TEXTO EM ESTUDO
++++++
A Corte Especial do Superior Tribunal de Justiça (STJ) reafirmou, em recente decisão, a invalidez da citação de réus por meio do aplicativo WhatsApp em ações que versam sobre questões de estado, como divórcios e questões familiares. O colegiado fundamentou-se no artigo 247, inciso I, do Código de Processo Civil (CPC), que especifica a necessidade da citação pessoal em tais casos.
Essa posição resulta na impossibilidade de homologação de sentenças estrangeiras de divórcio, destacando que a regularidade do ato citatório é essencial para garantir a execução de obrigações decorrentes, como pensões alimentícias.
No recurso analisado, o recorrente sustentou que uma certidão apresentada aos autos era válida para a citação, alegando que um oficial de justiça havia conversado com o réu via chamada de voz pelo WhatsApp. Ele argumentou ainda que, visando à efetividade do processo, seria razoável flexibilizar o formalismo da citação, uma vez que o réu teria ciência da demanda.
++++++
SEÇÃO DE DADOS
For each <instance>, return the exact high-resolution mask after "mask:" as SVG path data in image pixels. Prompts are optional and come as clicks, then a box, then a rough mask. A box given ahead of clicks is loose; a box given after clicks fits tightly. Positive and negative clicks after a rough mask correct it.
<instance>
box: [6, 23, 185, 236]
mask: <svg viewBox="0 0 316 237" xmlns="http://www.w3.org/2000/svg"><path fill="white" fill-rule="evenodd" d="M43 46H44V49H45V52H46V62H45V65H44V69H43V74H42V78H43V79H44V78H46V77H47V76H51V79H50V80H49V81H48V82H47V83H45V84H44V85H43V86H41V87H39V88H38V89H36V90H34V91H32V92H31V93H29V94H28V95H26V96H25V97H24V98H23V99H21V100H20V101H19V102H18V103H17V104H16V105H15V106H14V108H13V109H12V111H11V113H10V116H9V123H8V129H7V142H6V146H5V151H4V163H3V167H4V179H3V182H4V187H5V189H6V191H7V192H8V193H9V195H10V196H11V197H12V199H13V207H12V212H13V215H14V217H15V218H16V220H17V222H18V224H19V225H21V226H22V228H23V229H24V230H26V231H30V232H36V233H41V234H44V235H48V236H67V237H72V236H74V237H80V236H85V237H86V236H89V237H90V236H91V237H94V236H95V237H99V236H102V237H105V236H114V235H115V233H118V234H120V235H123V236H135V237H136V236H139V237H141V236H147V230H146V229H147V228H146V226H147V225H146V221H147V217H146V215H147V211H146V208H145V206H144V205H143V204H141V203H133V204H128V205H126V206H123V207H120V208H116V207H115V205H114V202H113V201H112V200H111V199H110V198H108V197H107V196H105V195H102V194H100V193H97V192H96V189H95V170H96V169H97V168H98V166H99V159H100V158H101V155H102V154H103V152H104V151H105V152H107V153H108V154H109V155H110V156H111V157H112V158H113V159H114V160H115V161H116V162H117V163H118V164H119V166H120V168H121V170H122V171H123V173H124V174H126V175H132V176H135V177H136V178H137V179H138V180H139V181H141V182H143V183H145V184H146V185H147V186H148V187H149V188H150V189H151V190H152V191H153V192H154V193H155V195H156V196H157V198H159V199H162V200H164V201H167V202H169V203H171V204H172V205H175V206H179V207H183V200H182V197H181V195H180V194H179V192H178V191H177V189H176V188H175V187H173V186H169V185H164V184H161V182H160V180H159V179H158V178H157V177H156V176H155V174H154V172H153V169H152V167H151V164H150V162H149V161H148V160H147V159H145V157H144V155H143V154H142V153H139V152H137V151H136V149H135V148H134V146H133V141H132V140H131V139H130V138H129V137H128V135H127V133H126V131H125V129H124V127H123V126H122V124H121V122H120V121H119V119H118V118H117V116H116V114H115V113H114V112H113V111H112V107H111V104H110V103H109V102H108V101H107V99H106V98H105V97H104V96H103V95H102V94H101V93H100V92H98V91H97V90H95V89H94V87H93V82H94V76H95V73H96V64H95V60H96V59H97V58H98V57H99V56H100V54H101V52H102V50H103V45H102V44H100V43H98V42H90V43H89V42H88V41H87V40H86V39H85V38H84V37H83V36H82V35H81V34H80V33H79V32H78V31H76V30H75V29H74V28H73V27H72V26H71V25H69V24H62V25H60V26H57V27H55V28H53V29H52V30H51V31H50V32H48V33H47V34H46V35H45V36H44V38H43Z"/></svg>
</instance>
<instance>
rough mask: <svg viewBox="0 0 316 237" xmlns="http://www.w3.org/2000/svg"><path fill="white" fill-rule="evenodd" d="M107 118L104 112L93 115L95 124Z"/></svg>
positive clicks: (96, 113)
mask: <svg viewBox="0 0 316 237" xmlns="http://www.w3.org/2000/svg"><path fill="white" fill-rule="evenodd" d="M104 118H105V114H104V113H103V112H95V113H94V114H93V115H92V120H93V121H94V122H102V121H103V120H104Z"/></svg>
++++++
SUAS INSTRUÇÕES
Continue o texto sobre a decisão do STJ a respeito da citação por WhatsApp, começando logo após a última frase apresentada. Os registros não têm nenhuma relação com o texto.

RESULTADO DA TAREFA
Entretanto, o presidente do STJ, ministro Herman Benjamin, relator do caso, destacou em seu voto que a conversa pelo aplicativo não configura uma citação pessoal válida, conforme exigido pelo CPC. O ministro afirmou que “não é possível acatar o pedido para que a citação ocorra por mensagem de texto” via WhatsApp.
Ele também enfatizou a rigidez do STJ em relação aos requisitos para a homologação de decisões estrangeiras no Brasil, conforme previsto na Lei de Introdução às Normas do Direito Brasileiro (LINDB), no CPC e no Regimento Interno do STJ. Essa rigorosidade se mantém, mesmo quando o réu não apresenta defesa.
O número do processo não foi divulgado devido ao segredo judicial.